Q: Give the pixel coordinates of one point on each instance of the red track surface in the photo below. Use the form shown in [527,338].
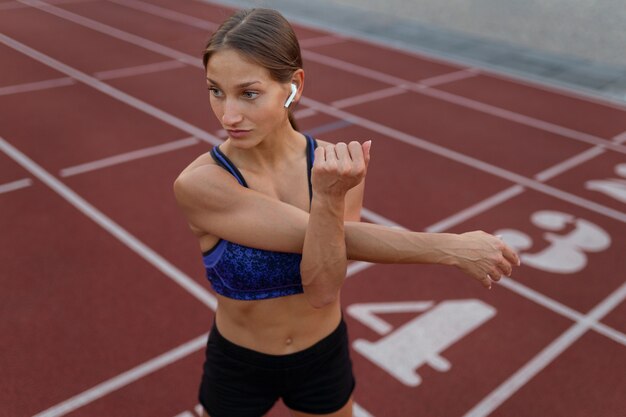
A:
[100,275]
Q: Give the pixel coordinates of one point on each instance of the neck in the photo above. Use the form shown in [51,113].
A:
[277,147]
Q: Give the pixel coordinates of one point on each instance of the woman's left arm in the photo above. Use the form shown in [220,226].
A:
[338,183]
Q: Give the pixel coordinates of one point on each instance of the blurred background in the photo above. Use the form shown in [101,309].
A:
[579,44]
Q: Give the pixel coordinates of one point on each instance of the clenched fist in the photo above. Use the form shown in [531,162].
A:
[338,168]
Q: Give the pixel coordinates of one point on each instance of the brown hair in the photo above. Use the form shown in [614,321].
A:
[265,37]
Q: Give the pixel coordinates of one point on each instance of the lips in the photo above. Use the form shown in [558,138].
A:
[237,133]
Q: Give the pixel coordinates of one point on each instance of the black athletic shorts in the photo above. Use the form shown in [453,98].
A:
[240,382]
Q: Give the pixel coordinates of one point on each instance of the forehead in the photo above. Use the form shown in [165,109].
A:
[229,66]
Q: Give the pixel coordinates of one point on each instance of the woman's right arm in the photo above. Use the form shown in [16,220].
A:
[215,203]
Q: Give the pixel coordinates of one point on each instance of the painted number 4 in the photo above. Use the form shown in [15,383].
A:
[566,252]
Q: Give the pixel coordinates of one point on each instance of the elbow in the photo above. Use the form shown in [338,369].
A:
[321,301]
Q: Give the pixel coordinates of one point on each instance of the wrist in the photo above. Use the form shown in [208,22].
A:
[447,248]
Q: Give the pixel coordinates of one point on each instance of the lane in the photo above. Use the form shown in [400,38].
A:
[21,69]
[79,307]
[94,52]
[547,356]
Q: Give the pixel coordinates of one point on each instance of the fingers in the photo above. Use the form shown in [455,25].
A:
[510,255]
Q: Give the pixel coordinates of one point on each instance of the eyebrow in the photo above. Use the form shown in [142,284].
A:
[241,85]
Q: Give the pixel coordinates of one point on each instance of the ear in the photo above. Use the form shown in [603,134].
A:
[298,79]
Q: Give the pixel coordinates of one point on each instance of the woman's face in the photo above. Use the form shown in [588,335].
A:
[245,99]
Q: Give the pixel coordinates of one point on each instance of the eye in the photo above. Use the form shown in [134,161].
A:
[215,92]
[250,95]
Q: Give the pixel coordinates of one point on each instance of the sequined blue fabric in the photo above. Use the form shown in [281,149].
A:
[245,273]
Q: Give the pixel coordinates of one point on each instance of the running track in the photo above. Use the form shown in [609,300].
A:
[104,305]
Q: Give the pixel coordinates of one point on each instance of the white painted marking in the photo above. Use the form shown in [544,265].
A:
[128,156]
[359,411]
[373,217]
[167,14]
[521,119]
[565,254]
[611,187]
[476,209]
[134,244]
[448,78]
[138,70]
[126,378]
[465,160]
[185,414]
[15,185]
[333,62]
[322,41]
[463,101]
[346,66]
[561,309]
[510,284]
[523,375]
[421,340]
[10,5]
[367,313]
[368,97]
[303,113]
[113,32]
[570,163]
[36,85]
[111,91]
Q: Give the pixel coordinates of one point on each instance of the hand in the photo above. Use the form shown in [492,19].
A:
[338,168]
[485,257]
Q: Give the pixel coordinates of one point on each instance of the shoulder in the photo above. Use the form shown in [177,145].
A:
[201,181]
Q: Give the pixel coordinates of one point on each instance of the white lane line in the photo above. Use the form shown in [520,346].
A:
[562,309]
[322,41]
[465,160]
[570,163]
[134,244]
[448,78]
[527,372]
[462,101]
[138,70]
[368,97]
[577,160]
[15,185]
[167,14]
[520,118]
[111,31]
[476,209]
[303,113]
[334,112]
[346,66]
[11,5]
[103,75]
[36,85]
[128,156]
[110,91]
[323,108]
[510,284]
[329,61]
[126,378]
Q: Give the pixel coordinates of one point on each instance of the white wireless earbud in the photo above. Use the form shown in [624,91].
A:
[294,90]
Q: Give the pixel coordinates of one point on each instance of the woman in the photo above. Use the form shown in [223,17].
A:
[277,218]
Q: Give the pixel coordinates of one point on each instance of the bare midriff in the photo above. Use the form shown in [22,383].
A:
[277,326]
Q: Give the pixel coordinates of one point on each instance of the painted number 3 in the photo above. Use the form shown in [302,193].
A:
[566,252]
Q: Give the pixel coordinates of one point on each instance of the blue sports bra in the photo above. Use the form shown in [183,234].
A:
[245,273]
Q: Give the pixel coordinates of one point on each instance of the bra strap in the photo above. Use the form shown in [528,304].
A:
[311,145]
[223,161]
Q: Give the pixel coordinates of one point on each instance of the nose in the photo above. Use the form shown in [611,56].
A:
[232,114]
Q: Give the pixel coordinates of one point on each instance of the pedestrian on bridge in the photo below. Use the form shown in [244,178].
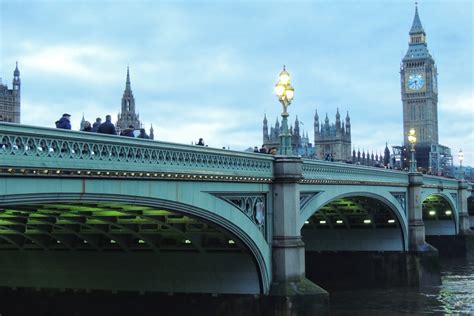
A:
[107,127]
[87,126]
[128,131]
[96,124]
[64,122]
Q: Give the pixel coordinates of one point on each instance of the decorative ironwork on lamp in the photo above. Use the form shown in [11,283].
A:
[461,158]
[285,94]
[412,141]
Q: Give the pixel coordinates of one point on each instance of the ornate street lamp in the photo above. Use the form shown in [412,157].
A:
[461,158]
[412,141]
[285,93]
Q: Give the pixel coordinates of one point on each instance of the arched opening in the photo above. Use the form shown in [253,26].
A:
[438,216]
[355,240]
[353,223]
[119,246]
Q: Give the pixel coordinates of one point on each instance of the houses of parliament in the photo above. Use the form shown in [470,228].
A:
[10,105]
[419,96]
[10,99]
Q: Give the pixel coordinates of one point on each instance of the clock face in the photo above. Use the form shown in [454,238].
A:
[416,81]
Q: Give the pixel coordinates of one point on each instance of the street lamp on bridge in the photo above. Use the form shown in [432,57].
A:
[461,158]
[412,141]
[285,93]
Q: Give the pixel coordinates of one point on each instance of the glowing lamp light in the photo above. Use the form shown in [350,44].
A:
[290,93]
[412,136]
[284,77]
[279,90]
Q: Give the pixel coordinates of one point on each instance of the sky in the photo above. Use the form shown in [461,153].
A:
[207,68]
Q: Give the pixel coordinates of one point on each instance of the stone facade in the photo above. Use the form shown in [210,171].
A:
[127,116]
[333,141]
[10,101]
[419,91]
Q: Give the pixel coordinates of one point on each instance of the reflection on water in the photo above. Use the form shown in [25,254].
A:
[454,296]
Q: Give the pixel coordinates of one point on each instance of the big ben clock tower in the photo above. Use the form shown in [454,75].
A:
[418,77]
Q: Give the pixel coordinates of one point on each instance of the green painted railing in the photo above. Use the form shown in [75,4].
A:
[23,146]
[433,181]
[319,171]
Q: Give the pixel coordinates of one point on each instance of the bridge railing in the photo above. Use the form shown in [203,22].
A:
[439,182]
[320,171]
[56,150]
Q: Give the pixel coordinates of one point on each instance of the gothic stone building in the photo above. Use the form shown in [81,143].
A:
[10,102]
[128,116]
[419,93]
[331,141]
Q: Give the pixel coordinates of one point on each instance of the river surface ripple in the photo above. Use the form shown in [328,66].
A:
[454,297]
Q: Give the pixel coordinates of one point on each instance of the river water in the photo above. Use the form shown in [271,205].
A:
[454,297]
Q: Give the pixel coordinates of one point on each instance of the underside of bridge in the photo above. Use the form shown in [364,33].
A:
[353,224]
[438,216]
[120,247]
[355,241]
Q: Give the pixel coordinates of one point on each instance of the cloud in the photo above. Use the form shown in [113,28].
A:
[74,61]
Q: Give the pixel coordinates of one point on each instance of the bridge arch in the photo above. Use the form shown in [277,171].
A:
[377,223]
[440,214]
[244,245]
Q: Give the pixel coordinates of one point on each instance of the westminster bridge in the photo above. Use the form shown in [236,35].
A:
[91,211]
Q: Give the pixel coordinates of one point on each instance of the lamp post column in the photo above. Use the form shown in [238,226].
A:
[285,93]
[290,290]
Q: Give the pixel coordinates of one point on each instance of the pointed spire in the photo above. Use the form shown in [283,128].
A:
[416,27]
[152,135]
[16,73]
[127,83]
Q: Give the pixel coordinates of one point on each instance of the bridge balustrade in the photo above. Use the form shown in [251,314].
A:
[319,171]
[47,150]
[439,182]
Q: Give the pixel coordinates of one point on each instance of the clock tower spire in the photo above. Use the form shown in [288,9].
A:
[418,78]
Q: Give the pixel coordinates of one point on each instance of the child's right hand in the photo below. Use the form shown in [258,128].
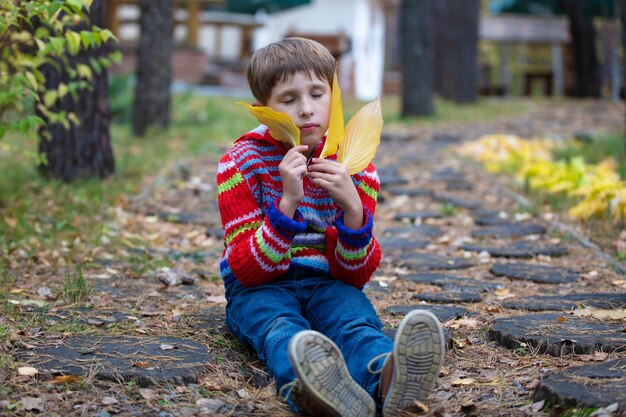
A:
[292,170]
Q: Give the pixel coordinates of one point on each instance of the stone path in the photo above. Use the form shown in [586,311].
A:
[506,284]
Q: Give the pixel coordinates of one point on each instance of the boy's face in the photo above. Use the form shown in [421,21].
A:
[306,99]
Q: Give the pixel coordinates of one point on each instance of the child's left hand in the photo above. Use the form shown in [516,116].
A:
[335,178]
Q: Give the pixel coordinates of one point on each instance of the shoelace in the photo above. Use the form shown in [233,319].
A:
[374,360]
[286,390]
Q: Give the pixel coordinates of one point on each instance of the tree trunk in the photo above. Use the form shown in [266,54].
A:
[85,149]
[455,39]
[154,68]
[586,67]
[622,14]
[416,57]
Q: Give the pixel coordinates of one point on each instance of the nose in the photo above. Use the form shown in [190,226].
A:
[306,109]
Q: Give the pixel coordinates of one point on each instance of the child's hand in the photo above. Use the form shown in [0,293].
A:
[335,178]
[292,170]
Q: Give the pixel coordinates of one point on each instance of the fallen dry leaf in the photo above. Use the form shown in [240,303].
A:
[27,371]
[421,407]
[465,322]
[142,365]
[65,379]
[601,314]
[32,403]
[596,357]
[165,346]
[147,393]
[463,381]
[109,401]
[492,309]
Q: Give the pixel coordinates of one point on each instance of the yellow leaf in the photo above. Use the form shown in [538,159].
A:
[281,125]
[362,138]
[336,131]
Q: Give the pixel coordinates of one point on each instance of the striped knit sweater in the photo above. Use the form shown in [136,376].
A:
[261,242]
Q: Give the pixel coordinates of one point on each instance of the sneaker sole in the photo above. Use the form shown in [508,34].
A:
[419,351]
[321,369]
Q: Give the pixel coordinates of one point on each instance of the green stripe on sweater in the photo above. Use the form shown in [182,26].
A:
[248,226]
[360,254]
[369,191]
[267,251]
[230,183]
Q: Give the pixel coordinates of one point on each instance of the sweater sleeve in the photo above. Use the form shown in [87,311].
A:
[354,255]
[257,246]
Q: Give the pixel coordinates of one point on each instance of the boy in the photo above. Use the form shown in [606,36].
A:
[299,248]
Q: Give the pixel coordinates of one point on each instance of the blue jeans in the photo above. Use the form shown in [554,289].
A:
[265,318]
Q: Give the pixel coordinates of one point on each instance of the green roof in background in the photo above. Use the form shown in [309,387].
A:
[606,8]
[270,6]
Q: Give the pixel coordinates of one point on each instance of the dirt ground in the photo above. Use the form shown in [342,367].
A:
[175,220]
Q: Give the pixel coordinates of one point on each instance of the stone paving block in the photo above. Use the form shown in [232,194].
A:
[518,249]
[447,174]
[212,320]
[569,302]
[557,334]
[449,297]
[416,229]
[452,282]
[491,220]
[507,230]
[443,313]
[425,262]
[458,202]
[146,360]
[533,272]
[409,191]
[395,243]
[419,214]
[589,386]
[86,316]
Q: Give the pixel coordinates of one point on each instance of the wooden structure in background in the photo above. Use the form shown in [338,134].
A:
[507,30]
[192,23]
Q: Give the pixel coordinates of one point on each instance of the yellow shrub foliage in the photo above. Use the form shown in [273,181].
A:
[596,189]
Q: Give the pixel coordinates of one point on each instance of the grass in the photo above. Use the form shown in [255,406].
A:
[596,150]
[75,288]
[39,215]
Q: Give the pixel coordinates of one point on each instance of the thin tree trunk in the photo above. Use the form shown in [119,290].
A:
[622,14]
[85,149]
[455,36]
[586,67]
[416,58]
[154,68]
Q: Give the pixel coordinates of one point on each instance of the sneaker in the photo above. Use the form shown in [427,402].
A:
[324,385]
[411,369]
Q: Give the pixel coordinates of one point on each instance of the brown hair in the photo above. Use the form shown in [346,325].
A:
[280,60]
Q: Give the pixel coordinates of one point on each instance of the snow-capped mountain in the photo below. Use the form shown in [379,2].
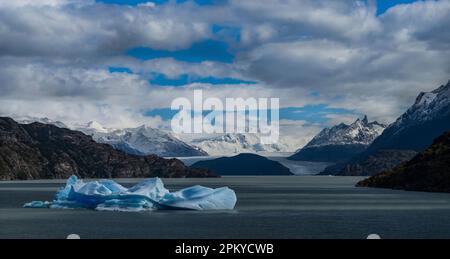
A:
[360,132]
[29,120]
[340,142]
[425,120]
[229,144]
[141,141]
[415,130]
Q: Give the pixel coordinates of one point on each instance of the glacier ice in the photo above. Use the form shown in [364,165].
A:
[107,195]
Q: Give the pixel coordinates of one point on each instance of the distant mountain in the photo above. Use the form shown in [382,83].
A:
[429,171]
[229,144]
[141,141]
[341,142]
[43,151]
[377,162]
[244,164]
[29,120]
[415,130]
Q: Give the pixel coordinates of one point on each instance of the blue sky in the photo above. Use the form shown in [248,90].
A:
[220,51]
[121,63]
[382,5]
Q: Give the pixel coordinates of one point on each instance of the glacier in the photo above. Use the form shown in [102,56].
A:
[150,194]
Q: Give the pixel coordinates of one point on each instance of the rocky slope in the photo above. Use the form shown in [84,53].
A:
[429,171]
[415,130]
[341,142]
[41,151]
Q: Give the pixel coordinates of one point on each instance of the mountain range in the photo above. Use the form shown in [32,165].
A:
[228,144]
[44,151]
[428,171]
[412,132]
[341,142]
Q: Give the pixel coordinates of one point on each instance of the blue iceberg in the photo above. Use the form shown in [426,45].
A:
[107,195]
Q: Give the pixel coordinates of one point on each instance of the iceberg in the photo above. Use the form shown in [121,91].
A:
[107,195]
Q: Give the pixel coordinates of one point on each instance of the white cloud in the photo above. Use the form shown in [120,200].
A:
[54,56]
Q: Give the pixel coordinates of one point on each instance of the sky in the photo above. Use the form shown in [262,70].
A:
[121,63]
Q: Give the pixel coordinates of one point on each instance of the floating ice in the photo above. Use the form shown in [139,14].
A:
[150,194]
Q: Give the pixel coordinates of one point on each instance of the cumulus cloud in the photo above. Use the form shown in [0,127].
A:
[55,54]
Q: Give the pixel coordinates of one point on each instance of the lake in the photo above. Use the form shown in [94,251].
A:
[268,207]
[296,167]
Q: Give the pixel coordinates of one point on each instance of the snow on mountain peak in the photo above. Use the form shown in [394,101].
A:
[228,144]
[360,132]
[428,106]
[96,126]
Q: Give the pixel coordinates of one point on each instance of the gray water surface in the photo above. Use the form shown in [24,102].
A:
[268,207]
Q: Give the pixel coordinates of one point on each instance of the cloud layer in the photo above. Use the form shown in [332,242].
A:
[55,56]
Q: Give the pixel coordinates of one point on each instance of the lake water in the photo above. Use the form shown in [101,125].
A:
[296,167]
[268,207]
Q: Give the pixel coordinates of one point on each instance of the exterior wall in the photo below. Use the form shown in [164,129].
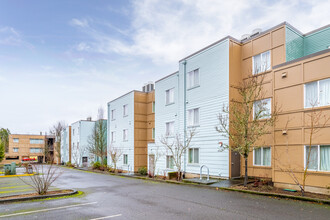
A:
[81,131]
[118,125]
[289,149]
[23,146]
[274,41]
[66,145]
[211,94]
[144,121]
[164,113]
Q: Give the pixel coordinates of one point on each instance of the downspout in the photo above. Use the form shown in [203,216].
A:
[184,115]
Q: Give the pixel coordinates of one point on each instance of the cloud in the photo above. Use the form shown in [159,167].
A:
[166,31]
[9,36]
[79,22]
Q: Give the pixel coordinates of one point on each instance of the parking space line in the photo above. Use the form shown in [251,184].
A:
[110,216]
[45,210]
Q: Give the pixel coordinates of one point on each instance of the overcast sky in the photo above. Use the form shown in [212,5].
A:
[63,59]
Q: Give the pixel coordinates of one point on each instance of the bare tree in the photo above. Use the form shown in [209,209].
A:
[44,176]
[115,154]
[246,120]
[177,148]
[97,141]
[56,130]
[157,154]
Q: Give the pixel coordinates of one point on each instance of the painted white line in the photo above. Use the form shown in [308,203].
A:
[110,216]
[45,210]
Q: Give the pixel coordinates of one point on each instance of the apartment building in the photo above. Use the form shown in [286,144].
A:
[296,70]
[80,134]
[66,145]
[131,121]
[26,147]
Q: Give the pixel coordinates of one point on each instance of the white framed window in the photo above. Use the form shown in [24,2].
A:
[262,109]
[193,79]
[153,107]
[193,117]
[113,114]
[125,110]
[169,128]
[35,150]
[262,156]
[125,135]
[169,162]
[319,157]
[261,62]
[113,136]
[317,93]
[36,141]
[125,159]
[193,155]
[153,133]
[169,96]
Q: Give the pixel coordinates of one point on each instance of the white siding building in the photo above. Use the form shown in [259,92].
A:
[121,130]
[196,105]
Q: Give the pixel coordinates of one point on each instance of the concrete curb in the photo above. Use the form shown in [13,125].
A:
[37,197]
[308,199]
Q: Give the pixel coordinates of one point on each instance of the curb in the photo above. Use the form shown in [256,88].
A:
[9,176]
[321,201]
[37,197]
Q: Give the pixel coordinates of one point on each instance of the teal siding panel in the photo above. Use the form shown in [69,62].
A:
[316,42]
[294,44]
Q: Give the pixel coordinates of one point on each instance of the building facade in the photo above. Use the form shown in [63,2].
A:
[80,134]
[26,147]
[66,145]
[130,128]
[295,67]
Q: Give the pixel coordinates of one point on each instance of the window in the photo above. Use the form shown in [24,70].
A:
[261,156]
[36,141]
[113,136]
[317,93]
[169,96]
[35,150]
[125,159]
[262,109]
[193,155]
[113,114]
[261,62]
[319,157]
[125,110]
[193,117]
[125,135]
[153,107]
[169,162]
[193,79]
[169,128]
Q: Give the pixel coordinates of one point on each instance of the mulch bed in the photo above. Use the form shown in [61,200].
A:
[35,194]
[271,189]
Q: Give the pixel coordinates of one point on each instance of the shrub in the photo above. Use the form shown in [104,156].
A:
[96,165]
[143,171]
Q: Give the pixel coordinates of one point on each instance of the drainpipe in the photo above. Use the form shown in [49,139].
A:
[184,115]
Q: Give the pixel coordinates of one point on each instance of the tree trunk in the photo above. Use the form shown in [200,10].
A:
[246,176]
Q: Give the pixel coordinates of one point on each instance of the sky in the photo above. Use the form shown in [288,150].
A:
[62,60]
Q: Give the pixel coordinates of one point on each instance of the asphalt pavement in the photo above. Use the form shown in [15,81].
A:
[113,197]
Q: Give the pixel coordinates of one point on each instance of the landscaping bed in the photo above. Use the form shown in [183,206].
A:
[29,196]
[275,190]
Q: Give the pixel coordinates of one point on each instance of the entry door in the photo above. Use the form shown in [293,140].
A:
[151,164]
[235,164]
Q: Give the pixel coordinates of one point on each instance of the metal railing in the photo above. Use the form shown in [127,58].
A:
[201,170]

● ● ● ● ● ● ●

Problem: Leave out every line above except those from the line with "shown in [606,36]." up to and including the line with "shown in [379,2].", and copy those exactly.

Exercise response:
Q: Give the pixel coordinates of one point on each instance of the boy in the photo above. Use the form shown in [606,36].
A:
[299,248]
Q: Give the pixel coordinates of one point on each instance of the blue jeans in the photo above. Use the form shown in [554,289].
A:
[265,318]
Q: Give the pixel coordinates of one point on each instance of the green roof in background in the photo above. Use the form shown in [309,387].
A:
[606,8]
[270,6]
Q: Give the pixel coordinates of one point on each instance of the dirt ground in the photo above. Use the form shown in [342,367].
A:
[175,220]
Q: Give the pixel coordinates of one point on each instance of the stone paving block in the photo above. Use the form shown in [232,194].
A:
[518,249]
[447,174]
[212,320]
[569,302]
[557,334]
[449,297]
[416,229]
[452,282]
[491,220]
[507,230]
[443,313]
[425,262]
[458,202]
[146,360]
[533,272]
[409,191]
[395,243]
[419,214]
[589,386]
[86,316]
Q: Give the pixel coordinates of one point on each instance of the wooden structure in background in the photo above. Use the form shown in [338,134].
A:
[507,30]
[192,23]
Q: Give the pixel coordinates of one point on each instance of the yellow shrub foliage in the photo above. Use the form shown in [273,181].
A:
[596,189]
Q: Give the pixel coordinates of one point on each instance of the grass in the photo above. Use the form shown in [255,406].
A:
[596,150]
[75,288]
[39,215]
Q: Give the pixel coordinates of one point on each instance of the thin tree trunk in the photo above. Use the form shown in [119,290].
A:
[622,14]
[85,149]
[455,36]
[586,67]
[416,58]
[154,68]
Q: Give the pixel coordinates of one point on each instance of the sneaker in the photo above. Use the form shown in [427,402].
A:
[324,385]
[411,369]
Q: Give the pixel coordinates of one point on each instance of the brown hair in the photo above. Use the form shown in [346,325].
A:
[280,60]
Q: Give the pixel coordinates of one point on each instance of the snow-capped mountain in the photo below. Use the form shown in [379,2].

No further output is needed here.